* Do this *
Leave out the pictures and reproduce all of the data exactly.

──────

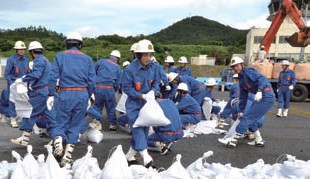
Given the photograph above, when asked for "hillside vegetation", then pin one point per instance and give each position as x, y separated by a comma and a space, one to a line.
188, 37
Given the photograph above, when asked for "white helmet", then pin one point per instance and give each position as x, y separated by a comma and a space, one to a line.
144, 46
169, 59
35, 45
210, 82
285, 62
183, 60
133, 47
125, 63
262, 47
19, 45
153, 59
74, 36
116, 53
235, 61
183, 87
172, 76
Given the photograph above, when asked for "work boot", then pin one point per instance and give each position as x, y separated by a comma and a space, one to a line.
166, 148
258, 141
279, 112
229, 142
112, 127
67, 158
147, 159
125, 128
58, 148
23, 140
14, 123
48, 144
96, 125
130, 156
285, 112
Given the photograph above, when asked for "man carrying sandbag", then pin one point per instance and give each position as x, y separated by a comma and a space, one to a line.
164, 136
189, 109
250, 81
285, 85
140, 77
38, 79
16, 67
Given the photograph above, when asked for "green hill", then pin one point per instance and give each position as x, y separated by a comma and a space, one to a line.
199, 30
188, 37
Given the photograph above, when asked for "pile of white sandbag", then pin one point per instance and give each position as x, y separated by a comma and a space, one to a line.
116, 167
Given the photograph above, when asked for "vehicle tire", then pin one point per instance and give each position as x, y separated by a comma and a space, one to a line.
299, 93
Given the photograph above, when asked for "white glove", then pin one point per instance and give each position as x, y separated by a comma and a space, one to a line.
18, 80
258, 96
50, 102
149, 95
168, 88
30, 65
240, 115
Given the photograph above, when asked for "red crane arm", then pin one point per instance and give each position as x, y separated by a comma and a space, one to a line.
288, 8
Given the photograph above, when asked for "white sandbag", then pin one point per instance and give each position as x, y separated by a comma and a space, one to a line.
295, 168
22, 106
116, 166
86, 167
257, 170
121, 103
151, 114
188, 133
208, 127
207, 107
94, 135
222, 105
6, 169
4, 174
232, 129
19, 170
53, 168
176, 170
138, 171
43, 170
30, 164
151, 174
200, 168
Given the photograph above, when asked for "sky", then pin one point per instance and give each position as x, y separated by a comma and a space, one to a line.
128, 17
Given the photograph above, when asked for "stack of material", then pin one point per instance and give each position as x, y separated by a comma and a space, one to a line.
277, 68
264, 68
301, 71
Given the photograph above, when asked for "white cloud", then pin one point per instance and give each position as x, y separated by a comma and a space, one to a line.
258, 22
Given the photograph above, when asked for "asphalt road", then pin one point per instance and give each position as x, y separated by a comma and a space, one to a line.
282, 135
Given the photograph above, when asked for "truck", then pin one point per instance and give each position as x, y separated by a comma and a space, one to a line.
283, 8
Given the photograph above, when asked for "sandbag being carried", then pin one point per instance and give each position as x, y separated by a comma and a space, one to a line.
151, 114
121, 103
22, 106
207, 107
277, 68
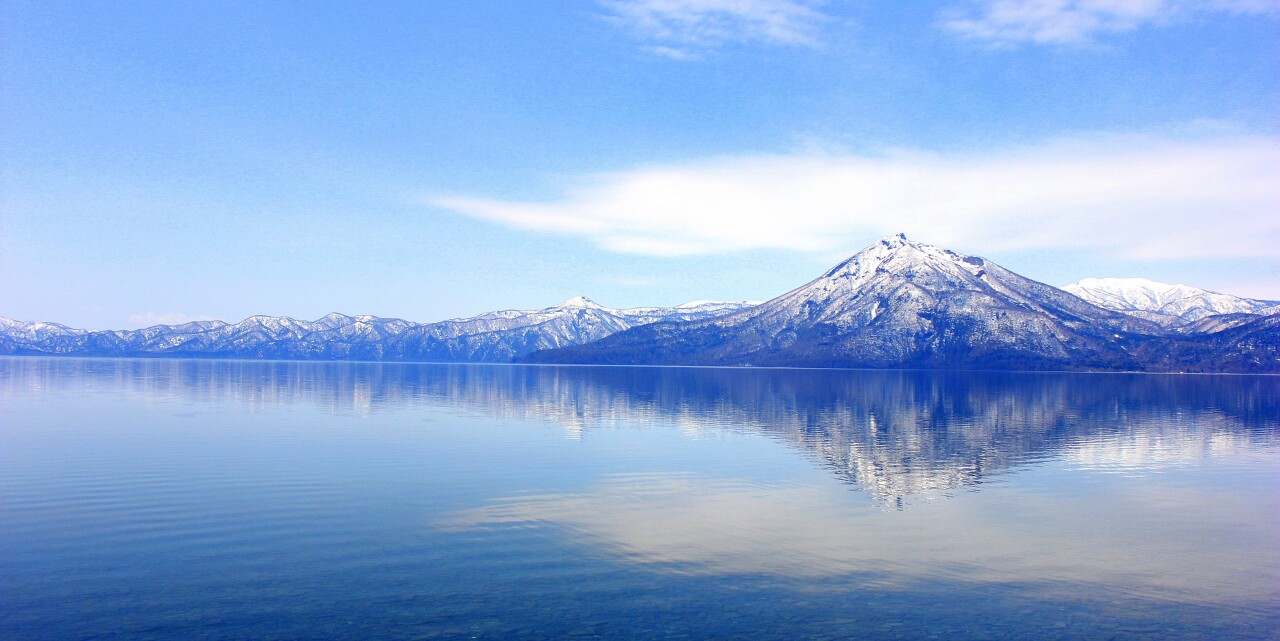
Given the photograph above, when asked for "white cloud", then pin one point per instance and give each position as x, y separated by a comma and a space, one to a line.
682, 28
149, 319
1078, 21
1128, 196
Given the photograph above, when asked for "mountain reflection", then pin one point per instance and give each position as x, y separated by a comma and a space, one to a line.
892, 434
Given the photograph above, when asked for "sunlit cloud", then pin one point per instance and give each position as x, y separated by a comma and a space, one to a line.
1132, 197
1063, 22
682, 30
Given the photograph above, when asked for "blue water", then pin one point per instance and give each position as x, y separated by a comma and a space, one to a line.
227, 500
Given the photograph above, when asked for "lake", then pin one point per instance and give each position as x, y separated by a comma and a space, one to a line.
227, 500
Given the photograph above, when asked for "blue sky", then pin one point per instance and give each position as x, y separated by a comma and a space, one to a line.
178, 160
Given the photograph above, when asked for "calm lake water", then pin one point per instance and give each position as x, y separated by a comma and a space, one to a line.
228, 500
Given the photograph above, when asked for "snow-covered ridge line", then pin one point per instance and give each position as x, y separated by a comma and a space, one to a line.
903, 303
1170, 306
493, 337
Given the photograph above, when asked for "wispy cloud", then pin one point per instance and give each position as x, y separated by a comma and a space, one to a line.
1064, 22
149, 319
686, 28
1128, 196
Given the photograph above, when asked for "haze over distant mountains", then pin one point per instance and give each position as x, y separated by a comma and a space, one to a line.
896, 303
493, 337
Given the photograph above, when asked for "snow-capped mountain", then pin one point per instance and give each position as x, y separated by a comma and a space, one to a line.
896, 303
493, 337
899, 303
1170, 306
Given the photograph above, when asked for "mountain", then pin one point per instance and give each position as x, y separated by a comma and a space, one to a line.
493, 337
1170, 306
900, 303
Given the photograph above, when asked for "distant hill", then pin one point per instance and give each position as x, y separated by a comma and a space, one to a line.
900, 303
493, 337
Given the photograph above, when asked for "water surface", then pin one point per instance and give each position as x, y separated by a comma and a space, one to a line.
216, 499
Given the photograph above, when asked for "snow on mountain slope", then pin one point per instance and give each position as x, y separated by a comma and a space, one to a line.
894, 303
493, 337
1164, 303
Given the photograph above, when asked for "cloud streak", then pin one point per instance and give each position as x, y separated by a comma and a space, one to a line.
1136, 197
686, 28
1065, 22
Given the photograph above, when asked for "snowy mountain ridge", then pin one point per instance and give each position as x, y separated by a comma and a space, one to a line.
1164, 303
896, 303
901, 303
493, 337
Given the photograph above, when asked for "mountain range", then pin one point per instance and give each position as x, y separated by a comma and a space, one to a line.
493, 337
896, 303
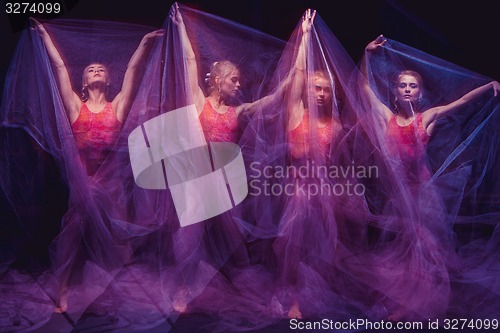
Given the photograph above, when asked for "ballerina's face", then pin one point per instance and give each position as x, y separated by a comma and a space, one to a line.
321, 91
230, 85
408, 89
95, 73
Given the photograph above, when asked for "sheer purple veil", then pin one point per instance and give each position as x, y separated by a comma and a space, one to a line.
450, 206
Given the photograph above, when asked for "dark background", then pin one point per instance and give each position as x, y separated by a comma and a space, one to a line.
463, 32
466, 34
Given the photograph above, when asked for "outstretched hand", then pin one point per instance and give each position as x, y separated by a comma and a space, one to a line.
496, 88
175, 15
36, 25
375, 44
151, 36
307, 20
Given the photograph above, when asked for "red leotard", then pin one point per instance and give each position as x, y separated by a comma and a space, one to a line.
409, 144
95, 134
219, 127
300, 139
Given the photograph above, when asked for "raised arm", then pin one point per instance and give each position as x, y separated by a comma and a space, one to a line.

──────

* Task response *
Given the photograph above, when asked for "hillside vegetation", then pin one point per instance and give each position as x, y separated by a comma and a space, one to a line.
188, 37
Given the photograph above, when asked for "white helmet", then pin one point per instance and give each position as x, y separated by a comma and a space, one to a line.
144, 46
169, 59
35, 45
210, 82
285, 62
183, 60
133, 47
125, 63
262, 47
19, 45
153, 59
74, 36
116, 53
235, 61
183, 87
172, 76
Given the photograph above, when asked for "work boot", then pin one point per instance and give each position as x, y separated by a comma and a space, one to a line.
166, 148
258, 141
279, 112
229, 142
112, 127
67, 158
147, 159
125, 128
58, 148
23, 140
14, 123
48, 144
96, 125
130, 156
285, 112
Given the photograph above, when asked for "man carrying sandbag", then pin one point per instance and give each position as x, y separated by a comma and a space, one to a line.
164, 136
189, 109
250, 81
285, 85
140, 77
38, 79
16, 67
Given the photograph above, when asked for "green hill", then pin one point per instance and give each position as x, y separated by a comma and a space, one to a line.
199, 30
188, 37
Given the photograph above, when asked for "pile of white sandbag", then pin one point per instance and give each position as x, y separated by a comma and a space, one to a line.
116, 167
Given the photograph above, when asked for "vehicle tire", then pin one point per instance and give each position as x, y separated by a comma and a space, one to a line.
299, 93
Given the photograph above, when asked for "white glove", then pin one point per instance and give each position as x, y separated by a comma and a space, one to a line.
18, 80
258, 96
50, 102
149, 95
168, 88
30, 65
240, 115
Given the photograph above, when asked for "red crane arm", then pin one point per instance and give each position as x, y separated by a comma and a space, one to a line.
288, 8
Given the photograph above, when asked for "white sandbag", then pin one point per instance and give each position as x, y separated by a comma and a space, one to a line.
295, 168
22, 106
116, 166
86, 167
257, 170
121, 103
151, 114
188, 133
208, 127
207, 107
94, 135
222, 105
6, 169
4, 174
232, 129
19, 170
53, 168
176, 170
138, 171
43, 170
30, 164
151, 174
200, 168
Given the photograph above, when asked for "sky", then pin one point per instance and give each position as x, y separated by a comma and a space, one to a line.
128, 17
Given the photograph above, when asked for "stack of material", then pin one point per instance and give each position as x, y separated by a comma and a space, one to a line.
277, 68
264, 68
301, 71
Given the photograph above, when asked for "white cloud", then pin one point per instance and give each position as x, y separated by a comma and a space, one to a line.
258, 22
Given the photograph above, when asked for "asphalt road", then pin one point per instance and give each position as x, y separated by a comma and a space, one to a line.
282, 135
Given the photograph above, when asked for "truck", then pin one point per instance and give each position as x, y separated by a comma and a space, one to a line.
283, 8
Given the photograph above, when asked for "sandbag being carried", then pin one point per instance and give each position as x, y separated by a comma and a space, one to a line.
151, 114
121, 103
22, 106
207, 107
277, 68
Given the photograph above, when asked for "white cloud", then pin one point per instance and give each position as x, y separated by a comma and a space, one to a line.
682, 28
149, 319
1078, 21
1128, 196
Given the photograph above, when asked for "mountain reflection", then pin one point per instance and give each position as x, y separated by a comma and a space, one to a line.
892, 434
Given the photograph above, when asked for "sunlit cloud", then pin one point per instance and give each position as x, y separated by a comma and a space, one to a line.
1132, 197
1063, 22
682, 30
Given the photograph above, when asked for "blue water", then pin one point per instance and give each position as x, y separated by a comma and a space, one to a line.
227, 500
Given the photograph above, when asked for "lake", then pin one point per instance and give each position as x, y separated by a comma and a space, one to a line.
227, 500
Given the photograph above, when asked for "blue sky", then pin one point per instance and give each position as x, y separated by a comma and a space, one to a line.
178, 160
Given the photograph above, when asked for "calm lake water", then pin one point per instance and give each position as x, y separated by a comma and a space, one to a line.
228, 500
Given the photograph above, when asked for "snow-covered ridge line", then pin one point per instance and give each position as x, y separated by a comma and a space, one to a line.
903, 303
1170, 306
493, 337
Given the photograph above, when asked for "wispy cloud", then pin one point per instance and give each position as x, y separated by a comma and a space, one to a line.
1064, 22
149, 319
686, 28
1128, 196
Given the photograph above, when asked for "haze over distant mountains", then pin one point per instance and give each position as x, y separated by a comma and a space, one to a line.
896, 303
493, 337
Given the photograph above, when asked for "snow-capped mountain", then pin one point per instance and give each position as x, y separated by a comma and a space, one to a line.
896, 303
493, 337
899, 303
1170, 306
Given the photograph above, when asked for "mountain", then pin one point per instance and give each position as x, y separated by a comma and a space, one to a line.
493, 337
1170, 306
900, 303
Given the photograph above, when asked for "distant hill", then pin one point per instance and give each position as x, y separated by a comma and a space, one to a line.
900, 303
493, 337
Given the photograph above, when asked for "water surface", then pin one point per instance and give each position as x, y separated by a comma and a space, one to a line.
216, 499
Given the photograph above, when asked for "snow on mountain slope", then pin one point per instance and give each position as x, y separated by a comma and a space, one to a line.
894, 303
493, 337
1164, 303
Given the photograph above, when asked for "cloud streak", then pin one point per instance and give each position as x, y separated by a comma and a space, one to a line.
1136, 197
686, 28
1065, 22
Given the photograph above, when asked for "snowy mountain ridge", then pin one point per instance and give each position as x, y separated by a comma and a space, one to a line.
1164, 303
896, 303
901, 303
493, 337
Given the photograph above, when asked for "mountain range", then pin one point per instance and give each position as x, y separated by a comma and a space, one to a line.
493, 337
896, 303
Given the photograph above, when asked for "ballerina's face", then pin one point per instance and give each position as x, y separated by a comma and a space, one to a line.
321, 91
230, 85
408, 89
95, 73
Given the photograph above, when asked for "sheer purple veil", then pin one point per instance and give each position as x, y separated by a comma and a space, one to a line.
450, 206
Given the photograph above, when asked for "dark background", then pin one point per instance and give each position as x, y separated by a comma and a space, one to a line.
463, 32
466, 34
Given the photograph above, when asked for "outstretched hand", then pin one point per instance and give each position as x, y separated by a comma and a space, one to a line.
496, 88
175, 15
36, 25
375, 44
151, 36
307, 20
Given the photograph above, when asked for "red leotard", then pin one point per instance and give each position as x, y separated by a comma and a space, one to a line.
409, 144
95, 134
219, 127
300, 139
Given the photograph above, when asked for "raised arm", then pin one point per instance and give each position as x, y separated by a comma and a space, one to a line.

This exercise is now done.